Dataset entries:
· · · · · · ·

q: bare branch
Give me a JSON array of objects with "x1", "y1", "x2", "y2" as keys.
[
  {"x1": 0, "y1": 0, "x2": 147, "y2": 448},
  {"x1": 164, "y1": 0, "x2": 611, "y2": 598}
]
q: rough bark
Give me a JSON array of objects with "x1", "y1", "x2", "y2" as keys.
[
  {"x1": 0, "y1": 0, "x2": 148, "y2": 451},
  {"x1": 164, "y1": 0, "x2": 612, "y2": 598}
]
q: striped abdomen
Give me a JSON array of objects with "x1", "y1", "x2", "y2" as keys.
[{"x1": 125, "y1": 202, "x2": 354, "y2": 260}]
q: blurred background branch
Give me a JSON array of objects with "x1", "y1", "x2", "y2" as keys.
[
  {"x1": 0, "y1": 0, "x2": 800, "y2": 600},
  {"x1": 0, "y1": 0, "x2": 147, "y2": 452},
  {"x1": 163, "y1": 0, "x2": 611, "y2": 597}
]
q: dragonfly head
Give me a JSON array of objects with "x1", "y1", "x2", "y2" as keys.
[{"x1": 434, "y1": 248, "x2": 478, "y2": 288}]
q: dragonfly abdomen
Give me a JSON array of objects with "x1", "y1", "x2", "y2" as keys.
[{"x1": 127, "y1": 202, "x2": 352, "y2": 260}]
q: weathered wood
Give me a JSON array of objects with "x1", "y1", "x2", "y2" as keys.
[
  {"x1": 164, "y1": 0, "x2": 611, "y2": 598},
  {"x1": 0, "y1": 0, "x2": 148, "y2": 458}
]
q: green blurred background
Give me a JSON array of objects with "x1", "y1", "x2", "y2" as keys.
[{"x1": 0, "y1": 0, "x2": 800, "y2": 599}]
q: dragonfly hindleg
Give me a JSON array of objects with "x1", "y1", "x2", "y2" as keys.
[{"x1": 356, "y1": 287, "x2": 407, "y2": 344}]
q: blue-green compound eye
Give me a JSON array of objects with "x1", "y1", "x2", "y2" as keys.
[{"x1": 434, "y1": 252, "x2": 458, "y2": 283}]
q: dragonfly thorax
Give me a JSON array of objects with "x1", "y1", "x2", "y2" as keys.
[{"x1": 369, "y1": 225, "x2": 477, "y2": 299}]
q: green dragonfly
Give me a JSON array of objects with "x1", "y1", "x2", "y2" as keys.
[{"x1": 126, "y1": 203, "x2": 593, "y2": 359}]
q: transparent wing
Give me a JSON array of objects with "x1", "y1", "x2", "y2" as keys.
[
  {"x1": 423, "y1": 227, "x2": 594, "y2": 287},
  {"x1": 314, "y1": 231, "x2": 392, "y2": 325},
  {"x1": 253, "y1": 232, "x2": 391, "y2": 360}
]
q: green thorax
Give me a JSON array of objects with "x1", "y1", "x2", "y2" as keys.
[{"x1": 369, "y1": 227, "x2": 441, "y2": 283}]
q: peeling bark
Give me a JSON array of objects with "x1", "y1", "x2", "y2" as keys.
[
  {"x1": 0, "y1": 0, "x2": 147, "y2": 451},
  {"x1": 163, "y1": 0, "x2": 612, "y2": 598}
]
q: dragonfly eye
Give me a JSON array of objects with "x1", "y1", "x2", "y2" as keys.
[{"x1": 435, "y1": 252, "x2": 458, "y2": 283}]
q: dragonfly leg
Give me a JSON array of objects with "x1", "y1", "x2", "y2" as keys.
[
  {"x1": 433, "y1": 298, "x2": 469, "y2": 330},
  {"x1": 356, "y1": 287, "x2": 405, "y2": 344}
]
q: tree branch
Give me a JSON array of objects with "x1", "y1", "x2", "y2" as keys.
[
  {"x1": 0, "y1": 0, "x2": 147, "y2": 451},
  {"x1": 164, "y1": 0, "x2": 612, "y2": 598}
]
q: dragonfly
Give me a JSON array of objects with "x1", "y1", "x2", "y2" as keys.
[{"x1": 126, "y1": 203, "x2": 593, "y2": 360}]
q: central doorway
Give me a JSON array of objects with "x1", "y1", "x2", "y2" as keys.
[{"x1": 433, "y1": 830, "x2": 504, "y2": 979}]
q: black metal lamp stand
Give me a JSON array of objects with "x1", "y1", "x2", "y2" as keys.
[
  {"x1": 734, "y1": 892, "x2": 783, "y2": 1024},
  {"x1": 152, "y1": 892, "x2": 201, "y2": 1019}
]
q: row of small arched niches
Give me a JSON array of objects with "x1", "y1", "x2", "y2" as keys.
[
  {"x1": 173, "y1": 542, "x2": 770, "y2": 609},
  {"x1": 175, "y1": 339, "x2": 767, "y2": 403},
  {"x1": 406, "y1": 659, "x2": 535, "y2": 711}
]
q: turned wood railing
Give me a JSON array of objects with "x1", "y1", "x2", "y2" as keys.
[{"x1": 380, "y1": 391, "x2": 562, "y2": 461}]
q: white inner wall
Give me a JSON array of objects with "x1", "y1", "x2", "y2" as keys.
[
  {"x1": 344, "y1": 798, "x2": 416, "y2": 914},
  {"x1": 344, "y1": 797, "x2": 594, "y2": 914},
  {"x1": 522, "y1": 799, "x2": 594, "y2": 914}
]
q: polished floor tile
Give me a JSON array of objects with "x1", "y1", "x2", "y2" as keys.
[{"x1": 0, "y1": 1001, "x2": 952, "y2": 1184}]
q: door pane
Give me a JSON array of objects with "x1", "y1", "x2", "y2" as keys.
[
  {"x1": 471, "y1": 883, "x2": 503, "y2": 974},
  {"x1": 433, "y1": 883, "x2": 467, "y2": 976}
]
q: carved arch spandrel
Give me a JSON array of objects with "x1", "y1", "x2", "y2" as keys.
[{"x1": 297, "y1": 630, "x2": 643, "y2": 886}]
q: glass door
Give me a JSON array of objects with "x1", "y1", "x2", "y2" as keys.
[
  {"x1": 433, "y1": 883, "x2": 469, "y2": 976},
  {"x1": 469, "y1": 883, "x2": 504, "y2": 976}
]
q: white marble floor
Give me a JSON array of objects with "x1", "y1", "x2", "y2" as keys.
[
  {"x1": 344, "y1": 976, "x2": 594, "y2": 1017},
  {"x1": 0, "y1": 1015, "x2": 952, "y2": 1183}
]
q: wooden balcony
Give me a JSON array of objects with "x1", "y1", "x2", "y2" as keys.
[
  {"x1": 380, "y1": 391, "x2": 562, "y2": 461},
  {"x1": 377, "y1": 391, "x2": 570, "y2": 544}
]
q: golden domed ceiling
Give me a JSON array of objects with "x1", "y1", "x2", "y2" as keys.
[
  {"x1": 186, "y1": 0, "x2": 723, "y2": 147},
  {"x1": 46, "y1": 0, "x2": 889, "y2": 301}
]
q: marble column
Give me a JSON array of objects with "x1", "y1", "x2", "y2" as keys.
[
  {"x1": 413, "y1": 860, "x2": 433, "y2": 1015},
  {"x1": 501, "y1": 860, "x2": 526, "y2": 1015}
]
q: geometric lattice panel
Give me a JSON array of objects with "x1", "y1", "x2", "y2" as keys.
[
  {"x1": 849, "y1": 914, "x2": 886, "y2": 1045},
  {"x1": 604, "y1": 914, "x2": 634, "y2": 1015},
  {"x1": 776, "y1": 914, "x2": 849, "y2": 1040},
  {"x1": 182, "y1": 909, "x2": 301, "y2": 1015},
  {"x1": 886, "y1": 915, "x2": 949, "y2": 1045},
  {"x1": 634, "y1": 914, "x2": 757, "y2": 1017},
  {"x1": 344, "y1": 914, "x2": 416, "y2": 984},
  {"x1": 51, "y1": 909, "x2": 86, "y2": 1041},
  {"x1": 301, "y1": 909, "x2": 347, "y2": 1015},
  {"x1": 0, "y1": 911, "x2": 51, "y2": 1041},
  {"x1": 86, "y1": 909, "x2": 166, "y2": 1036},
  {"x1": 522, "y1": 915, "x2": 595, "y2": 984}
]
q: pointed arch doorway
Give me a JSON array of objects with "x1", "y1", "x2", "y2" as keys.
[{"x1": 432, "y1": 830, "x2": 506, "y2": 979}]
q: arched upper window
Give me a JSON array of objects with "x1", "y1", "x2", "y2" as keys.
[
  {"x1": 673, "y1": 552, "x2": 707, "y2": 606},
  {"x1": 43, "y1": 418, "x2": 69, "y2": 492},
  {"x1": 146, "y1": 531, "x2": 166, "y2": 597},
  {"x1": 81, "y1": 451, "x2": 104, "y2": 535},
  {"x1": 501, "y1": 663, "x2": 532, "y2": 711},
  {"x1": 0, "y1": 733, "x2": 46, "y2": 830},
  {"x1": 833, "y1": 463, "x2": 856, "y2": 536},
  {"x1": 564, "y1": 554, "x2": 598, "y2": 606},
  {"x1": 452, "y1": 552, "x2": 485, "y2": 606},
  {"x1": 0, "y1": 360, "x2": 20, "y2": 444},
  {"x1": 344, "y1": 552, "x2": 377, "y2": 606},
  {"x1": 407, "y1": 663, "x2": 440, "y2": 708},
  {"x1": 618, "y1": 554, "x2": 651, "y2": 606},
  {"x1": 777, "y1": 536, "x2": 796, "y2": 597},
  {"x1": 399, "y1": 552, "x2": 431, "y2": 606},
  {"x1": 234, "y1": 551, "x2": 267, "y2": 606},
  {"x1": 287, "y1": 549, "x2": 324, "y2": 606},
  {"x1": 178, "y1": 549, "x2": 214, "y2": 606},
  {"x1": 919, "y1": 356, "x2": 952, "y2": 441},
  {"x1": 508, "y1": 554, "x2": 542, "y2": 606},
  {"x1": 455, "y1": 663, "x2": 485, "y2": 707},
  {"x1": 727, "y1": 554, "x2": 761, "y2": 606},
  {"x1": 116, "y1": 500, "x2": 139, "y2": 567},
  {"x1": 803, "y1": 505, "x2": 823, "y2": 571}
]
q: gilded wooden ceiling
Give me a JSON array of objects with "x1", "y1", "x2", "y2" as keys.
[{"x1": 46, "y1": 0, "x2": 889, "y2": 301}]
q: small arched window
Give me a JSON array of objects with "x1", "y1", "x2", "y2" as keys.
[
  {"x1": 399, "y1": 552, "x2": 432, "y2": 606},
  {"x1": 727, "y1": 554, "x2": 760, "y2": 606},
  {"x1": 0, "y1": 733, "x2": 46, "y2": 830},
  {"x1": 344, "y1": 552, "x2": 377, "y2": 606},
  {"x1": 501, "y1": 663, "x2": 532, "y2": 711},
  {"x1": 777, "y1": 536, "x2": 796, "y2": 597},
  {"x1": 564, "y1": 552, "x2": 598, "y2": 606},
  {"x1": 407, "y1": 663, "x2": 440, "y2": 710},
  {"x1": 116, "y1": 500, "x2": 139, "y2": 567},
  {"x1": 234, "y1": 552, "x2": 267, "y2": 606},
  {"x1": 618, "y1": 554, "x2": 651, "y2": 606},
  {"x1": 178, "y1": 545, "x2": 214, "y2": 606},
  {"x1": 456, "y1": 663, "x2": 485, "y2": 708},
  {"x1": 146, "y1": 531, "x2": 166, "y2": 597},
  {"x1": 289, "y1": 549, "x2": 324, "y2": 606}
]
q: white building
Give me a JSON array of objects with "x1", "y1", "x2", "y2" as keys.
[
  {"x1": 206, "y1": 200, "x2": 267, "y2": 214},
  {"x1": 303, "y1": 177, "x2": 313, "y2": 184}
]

· · · · · · ·

(Direction) Extract every line of the items above that contains the word "branch".

(Final result)
q: bare branch
q: blurred background branch
q: tree branch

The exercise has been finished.